Task description:
Reproduce verbatim the line containing "Expected: a marker on each instance of the acoustic" and every line that follows it through the end of the entries below, omitting all pictures.

────────

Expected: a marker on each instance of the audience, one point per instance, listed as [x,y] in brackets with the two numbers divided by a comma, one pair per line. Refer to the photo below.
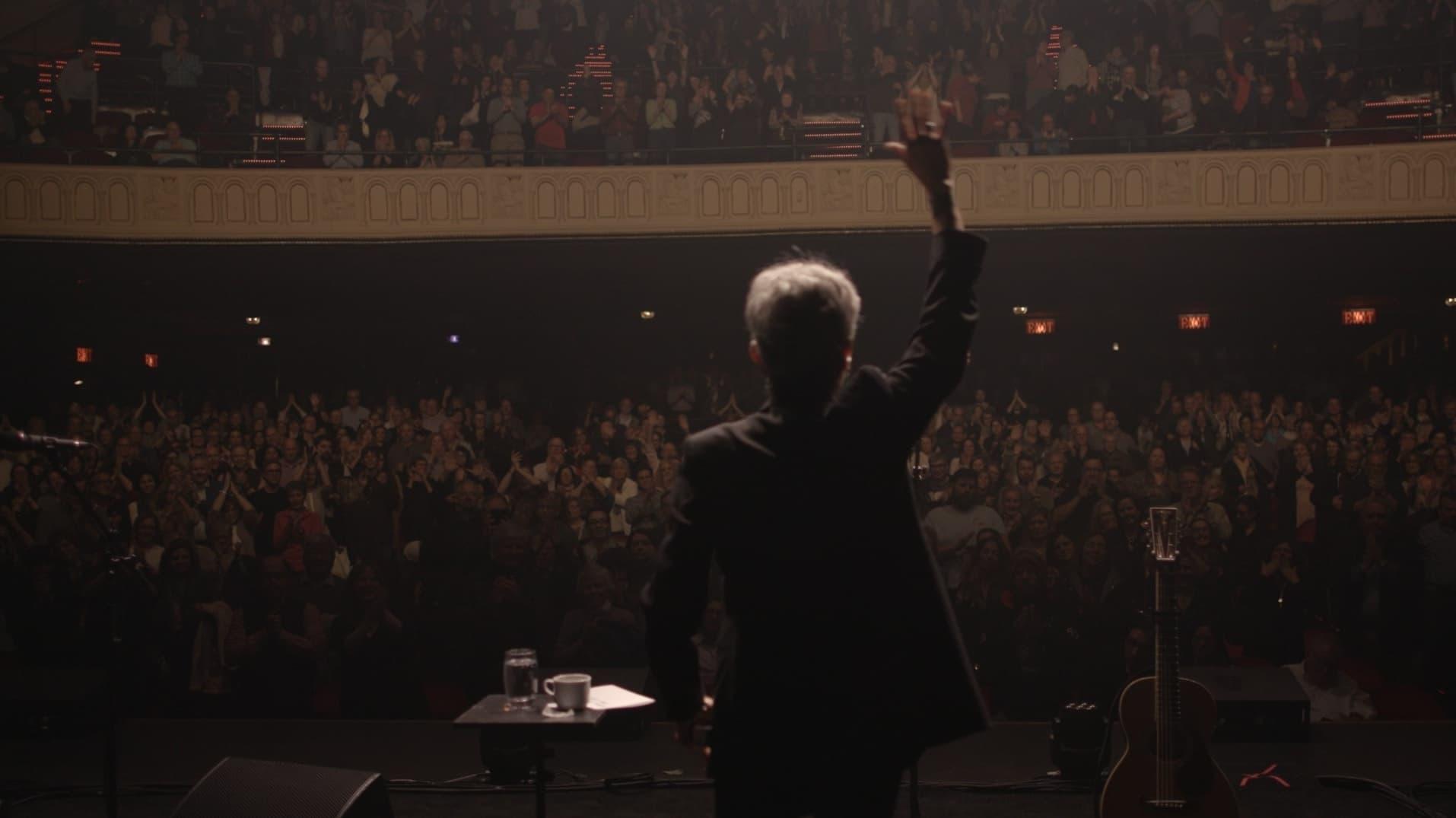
[657,79]
[357,558]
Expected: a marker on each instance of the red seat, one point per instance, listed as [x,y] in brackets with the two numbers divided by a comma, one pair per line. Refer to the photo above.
[117,121]
[81,140]
[91,158]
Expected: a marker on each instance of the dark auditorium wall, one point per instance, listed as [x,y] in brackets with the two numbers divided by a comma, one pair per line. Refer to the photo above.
[564,314]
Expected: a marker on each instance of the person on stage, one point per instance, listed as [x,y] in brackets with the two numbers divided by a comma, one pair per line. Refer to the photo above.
[842,660]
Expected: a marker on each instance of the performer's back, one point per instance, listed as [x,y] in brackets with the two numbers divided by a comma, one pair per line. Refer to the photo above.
[844,660]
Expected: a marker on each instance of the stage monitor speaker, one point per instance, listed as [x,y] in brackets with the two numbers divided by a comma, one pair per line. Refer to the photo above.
[1255,703]
[246,788]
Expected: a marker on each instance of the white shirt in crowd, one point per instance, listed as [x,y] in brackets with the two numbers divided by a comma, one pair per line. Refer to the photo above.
[619,504]
[1340,702]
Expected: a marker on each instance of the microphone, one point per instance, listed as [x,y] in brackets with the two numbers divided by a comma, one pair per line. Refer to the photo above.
[22,441]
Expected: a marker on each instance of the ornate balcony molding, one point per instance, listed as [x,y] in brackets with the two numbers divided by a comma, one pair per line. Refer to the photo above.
[1398,181]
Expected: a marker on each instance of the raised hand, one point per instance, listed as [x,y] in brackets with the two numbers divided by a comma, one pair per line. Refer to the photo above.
[927,151]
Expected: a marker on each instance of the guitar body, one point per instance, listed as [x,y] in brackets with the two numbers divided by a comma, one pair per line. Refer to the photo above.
[1191,785]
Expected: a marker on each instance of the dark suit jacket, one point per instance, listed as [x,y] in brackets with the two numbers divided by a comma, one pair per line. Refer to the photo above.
[844,634]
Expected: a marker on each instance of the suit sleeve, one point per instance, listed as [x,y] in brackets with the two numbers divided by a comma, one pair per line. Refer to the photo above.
[677,594]
[935,360]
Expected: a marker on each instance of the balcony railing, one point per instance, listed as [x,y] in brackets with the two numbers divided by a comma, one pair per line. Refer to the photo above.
[272,149]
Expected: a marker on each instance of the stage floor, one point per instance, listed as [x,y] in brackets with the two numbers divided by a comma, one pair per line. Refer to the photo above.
[178,753]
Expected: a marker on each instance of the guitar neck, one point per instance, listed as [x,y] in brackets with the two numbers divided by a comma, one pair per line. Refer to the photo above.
[1165,645]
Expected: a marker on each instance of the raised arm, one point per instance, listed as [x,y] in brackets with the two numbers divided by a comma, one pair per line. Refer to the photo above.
[676,597]
[936,355]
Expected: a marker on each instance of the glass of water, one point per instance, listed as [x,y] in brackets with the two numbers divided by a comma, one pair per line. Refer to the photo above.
[520,677]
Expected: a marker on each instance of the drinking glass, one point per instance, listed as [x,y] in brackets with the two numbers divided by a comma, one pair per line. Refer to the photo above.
[520,677]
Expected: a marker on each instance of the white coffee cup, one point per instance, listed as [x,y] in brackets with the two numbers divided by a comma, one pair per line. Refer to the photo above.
[571,690]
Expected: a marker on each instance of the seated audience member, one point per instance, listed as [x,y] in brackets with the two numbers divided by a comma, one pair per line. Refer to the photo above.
[342,153]
[1333,695]
[173,148]
[597,632]
[466,154]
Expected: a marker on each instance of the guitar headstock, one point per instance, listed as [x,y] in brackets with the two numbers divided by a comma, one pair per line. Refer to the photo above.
[1162,532]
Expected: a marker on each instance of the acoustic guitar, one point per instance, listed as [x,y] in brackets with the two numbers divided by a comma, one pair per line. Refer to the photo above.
[1167,768]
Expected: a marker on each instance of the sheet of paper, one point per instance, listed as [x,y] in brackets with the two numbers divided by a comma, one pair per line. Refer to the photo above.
[613,698]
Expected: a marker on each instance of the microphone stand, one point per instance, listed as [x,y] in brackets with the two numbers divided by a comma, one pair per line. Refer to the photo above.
[118,567]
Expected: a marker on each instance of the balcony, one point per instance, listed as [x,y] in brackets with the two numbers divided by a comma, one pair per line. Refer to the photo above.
[1403,181]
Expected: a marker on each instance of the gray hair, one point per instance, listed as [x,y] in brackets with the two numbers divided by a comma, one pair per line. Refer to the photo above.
[803,312]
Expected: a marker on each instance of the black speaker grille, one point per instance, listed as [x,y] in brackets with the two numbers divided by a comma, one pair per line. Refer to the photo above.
[246,788]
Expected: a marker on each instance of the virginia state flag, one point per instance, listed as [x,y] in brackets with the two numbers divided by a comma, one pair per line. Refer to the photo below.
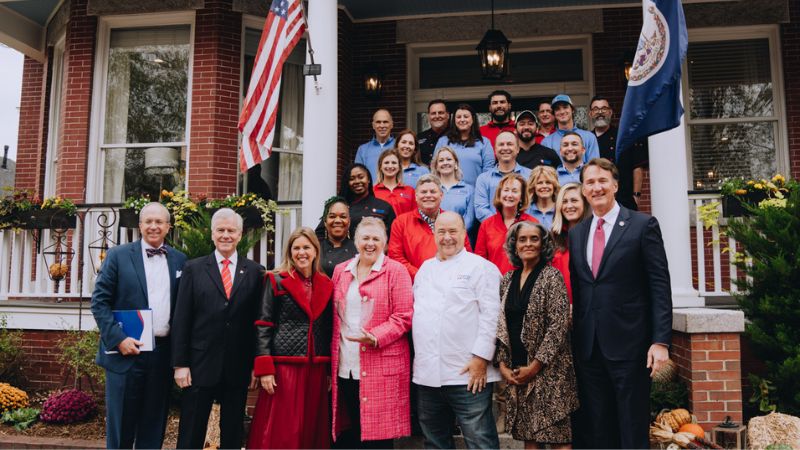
[652,101]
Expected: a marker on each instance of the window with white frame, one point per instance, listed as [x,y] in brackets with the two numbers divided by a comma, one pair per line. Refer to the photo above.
[734,108]
[280,176]
[541,68]
[144,123]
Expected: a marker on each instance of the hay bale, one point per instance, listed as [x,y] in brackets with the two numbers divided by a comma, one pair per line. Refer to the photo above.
[774,428]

────────

The completed task:
Expected: a marker on each instance of the acoustic guitar, one point per instance, listed as [x,y] in brackets with the two numbers divided by a comma, one pair per line. Refer to the photo above.
[1167,768]
Expected: a marker on each instance of the sheet of paper, one point per instance, listed as [x,y] in brackets with the two numbers divided by a comma, one pair per line. Refer to the photo above.
[613,698]
Expected: a marker on each instance of the microphone stand, one point per instance, listed as [x,y] in brackets with the two numbers divided by a comma, one pair per line. Refer to the photo above.
[118,567]
Expected: a marker on each instance of the balcony, one point per instance, listed as [x,y] in brackets with the two numbers divided by a comma, one pair per line. Refer to the photo above.
[1403,181]
Expected: a marker on each instance of the gray hair, one point per instance, listed as [x,y] in brackets with the two numbers divided by a comma, one pair per line. Refer to the photo above.
[803,312]
Expected: a marker on each instance of the black speaker grille, one point per instance, listed as [x,y] in brackets with the two numbers divided by a comma, one pair per line. Refer to the photo above.
[246,788]
Expected: a marker on each instance of the virginia state flag, one point per instance, listed as [x,y] in brackets with the two numbers divided by a comma, one pair per line. Refer to the photo below.
[652,101]
Expected: a marker on each instance of the window with white frame, one point per instance, listed as [x,y] in brackets with the two numbers divided by a comma, one pair per line. Refer to the photo above.
[734,108]
[280,176]
[541,68]
[144,123]
Expected: a marker on each instance of the hay bale, one point per instance, listed as [x,y] in brackets with the two numbers divided by a comma, one pair per line. Refer to the photo above.
[774,428]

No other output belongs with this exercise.